ENTRIES SHOWN |
++++

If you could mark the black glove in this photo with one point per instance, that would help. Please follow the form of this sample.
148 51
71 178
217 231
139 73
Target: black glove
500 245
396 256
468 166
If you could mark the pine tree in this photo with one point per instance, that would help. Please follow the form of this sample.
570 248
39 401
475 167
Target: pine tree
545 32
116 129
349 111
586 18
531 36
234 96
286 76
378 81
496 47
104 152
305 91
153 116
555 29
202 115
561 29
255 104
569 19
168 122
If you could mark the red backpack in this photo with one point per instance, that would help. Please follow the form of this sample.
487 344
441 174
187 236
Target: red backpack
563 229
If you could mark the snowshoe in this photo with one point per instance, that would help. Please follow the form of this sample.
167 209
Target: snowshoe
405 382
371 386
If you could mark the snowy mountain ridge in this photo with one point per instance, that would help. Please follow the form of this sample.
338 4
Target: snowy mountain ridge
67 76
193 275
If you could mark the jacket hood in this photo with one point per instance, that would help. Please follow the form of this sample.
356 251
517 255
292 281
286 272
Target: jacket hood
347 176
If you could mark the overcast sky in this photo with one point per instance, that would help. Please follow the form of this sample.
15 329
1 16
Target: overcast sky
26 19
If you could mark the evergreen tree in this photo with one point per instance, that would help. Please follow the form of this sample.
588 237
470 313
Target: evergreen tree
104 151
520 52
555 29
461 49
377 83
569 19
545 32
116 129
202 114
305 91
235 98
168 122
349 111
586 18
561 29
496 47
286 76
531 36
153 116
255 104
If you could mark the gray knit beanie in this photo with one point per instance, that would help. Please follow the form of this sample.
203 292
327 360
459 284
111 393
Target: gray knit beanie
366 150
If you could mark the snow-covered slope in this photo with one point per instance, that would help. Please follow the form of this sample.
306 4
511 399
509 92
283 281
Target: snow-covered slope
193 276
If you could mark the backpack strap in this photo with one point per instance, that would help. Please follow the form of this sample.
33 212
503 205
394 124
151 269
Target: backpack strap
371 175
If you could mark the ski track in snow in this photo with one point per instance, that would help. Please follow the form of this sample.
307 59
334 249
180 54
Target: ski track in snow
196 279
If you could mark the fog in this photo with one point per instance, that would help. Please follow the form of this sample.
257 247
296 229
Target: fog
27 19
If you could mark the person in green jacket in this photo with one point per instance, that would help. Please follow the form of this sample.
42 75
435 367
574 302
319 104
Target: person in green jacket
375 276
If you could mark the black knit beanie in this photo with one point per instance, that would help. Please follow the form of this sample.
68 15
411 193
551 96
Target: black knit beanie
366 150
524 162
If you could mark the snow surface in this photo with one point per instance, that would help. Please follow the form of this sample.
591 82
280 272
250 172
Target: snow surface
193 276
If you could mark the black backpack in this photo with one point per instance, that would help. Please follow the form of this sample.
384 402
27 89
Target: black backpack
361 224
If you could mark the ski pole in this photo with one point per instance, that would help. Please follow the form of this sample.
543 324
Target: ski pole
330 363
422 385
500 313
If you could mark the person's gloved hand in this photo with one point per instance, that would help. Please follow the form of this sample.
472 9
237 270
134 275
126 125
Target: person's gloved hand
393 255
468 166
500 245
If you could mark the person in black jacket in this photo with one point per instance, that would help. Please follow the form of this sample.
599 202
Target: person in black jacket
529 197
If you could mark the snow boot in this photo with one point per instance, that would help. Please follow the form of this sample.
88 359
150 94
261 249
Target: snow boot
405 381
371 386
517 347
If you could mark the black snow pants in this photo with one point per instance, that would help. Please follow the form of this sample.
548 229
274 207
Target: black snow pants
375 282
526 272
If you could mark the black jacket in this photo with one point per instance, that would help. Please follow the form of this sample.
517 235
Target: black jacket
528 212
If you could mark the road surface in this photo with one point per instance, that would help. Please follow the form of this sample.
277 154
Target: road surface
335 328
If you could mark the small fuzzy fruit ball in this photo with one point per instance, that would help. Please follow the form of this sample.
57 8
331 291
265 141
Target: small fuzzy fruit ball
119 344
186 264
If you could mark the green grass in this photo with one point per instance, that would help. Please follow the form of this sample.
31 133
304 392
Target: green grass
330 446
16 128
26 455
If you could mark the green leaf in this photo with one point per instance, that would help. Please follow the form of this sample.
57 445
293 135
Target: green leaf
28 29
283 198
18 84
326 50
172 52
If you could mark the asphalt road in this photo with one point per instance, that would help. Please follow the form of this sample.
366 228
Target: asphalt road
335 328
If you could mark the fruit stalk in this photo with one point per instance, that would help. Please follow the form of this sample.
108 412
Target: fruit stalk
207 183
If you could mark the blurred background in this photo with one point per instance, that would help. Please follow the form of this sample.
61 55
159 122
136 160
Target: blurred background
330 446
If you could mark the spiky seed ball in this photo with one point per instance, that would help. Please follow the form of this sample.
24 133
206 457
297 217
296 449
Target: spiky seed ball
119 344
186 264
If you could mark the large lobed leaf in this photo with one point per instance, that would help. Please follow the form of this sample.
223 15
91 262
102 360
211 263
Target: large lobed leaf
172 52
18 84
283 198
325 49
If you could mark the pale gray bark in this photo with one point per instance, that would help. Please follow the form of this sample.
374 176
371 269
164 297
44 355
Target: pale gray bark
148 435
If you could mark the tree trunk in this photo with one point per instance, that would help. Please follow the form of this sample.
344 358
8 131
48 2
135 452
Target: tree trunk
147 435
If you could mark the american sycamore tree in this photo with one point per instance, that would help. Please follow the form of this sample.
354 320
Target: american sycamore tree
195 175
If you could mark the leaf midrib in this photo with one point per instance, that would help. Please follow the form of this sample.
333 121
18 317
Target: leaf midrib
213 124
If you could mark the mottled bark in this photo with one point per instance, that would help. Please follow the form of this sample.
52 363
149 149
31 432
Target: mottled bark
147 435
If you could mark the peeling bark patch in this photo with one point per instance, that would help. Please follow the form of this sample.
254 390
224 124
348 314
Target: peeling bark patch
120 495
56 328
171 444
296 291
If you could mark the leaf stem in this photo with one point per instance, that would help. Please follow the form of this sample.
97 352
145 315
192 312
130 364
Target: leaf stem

++++

PROBLEM TO SOLVE | For the word "stem", count the lines of the listing that hold it, and reply with the count by itself.

TASK ANSWER | 2